## 提供リスト
══════
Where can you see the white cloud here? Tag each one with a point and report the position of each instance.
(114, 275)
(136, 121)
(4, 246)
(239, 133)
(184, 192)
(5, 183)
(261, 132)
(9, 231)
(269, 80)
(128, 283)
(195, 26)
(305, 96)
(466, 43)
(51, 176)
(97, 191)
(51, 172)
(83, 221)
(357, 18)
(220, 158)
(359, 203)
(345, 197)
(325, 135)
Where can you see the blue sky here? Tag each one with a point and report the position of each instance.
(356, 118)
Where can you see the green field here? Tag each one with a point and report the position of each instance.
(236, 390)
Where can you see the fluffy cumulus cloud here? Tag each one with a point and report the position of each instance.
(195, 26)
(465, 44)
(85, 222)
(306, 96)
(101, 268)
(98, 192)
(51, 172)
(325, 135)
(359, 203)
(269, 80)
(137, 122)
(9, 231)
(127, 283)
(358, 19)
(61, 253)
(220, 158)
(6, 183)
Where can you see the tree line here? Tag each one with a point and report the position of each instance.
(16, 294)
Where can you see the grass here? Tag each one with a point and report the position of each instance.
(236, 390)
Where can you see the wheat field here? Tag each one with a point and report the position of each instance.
══════
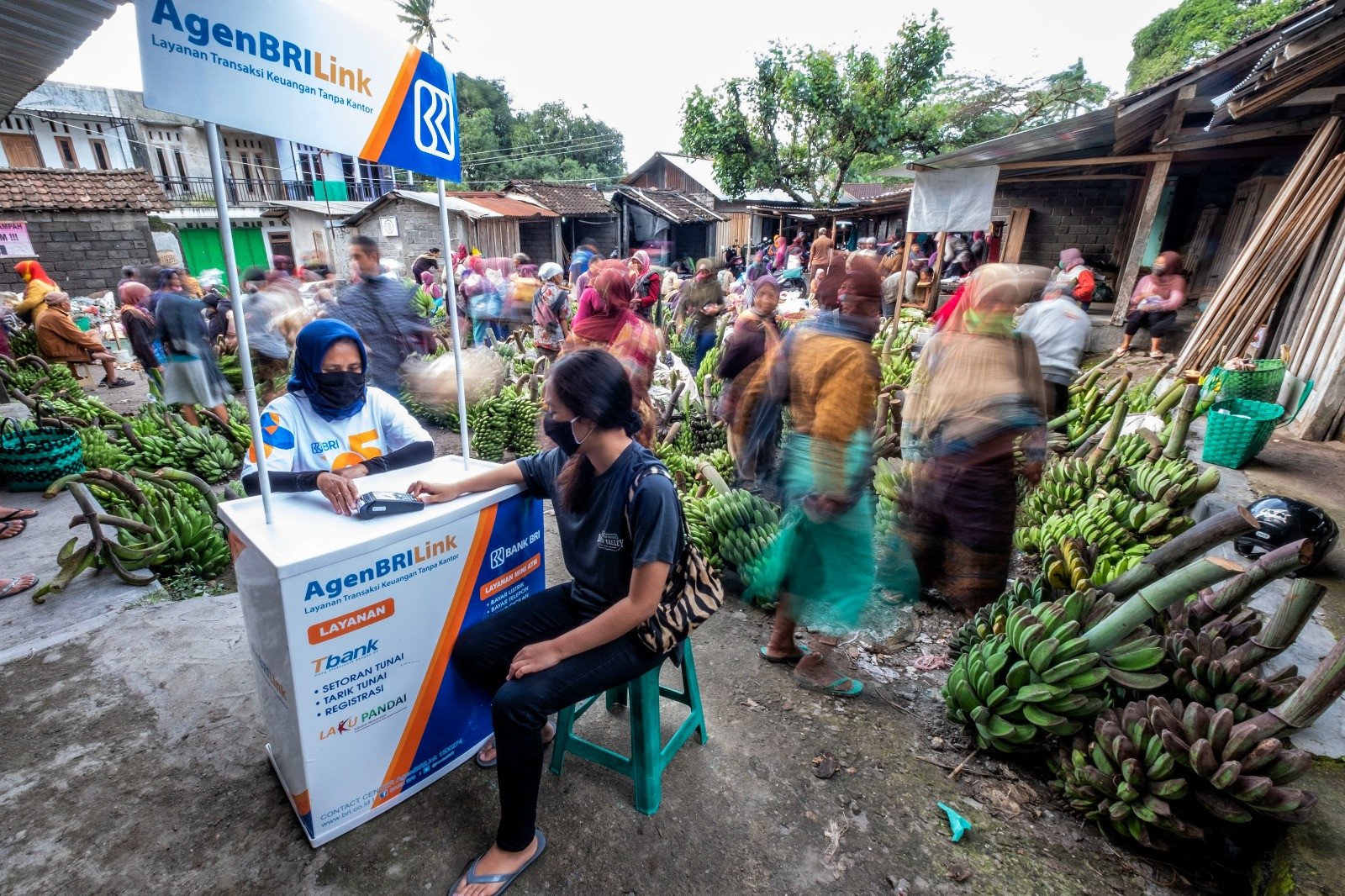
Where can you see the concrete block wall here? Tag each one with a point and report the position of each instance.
══════
## 依頼文
上のリストで「cloud」という語を含む行はどれですか？該当する行をすべて抜き出してください。

## 課題の解答
Where can you see the white cloud here? Tag each one with a point and report the position of each instance.
Where can you see the fluffy cumulus cloud here? Tag each one with a point and report the position of each instance.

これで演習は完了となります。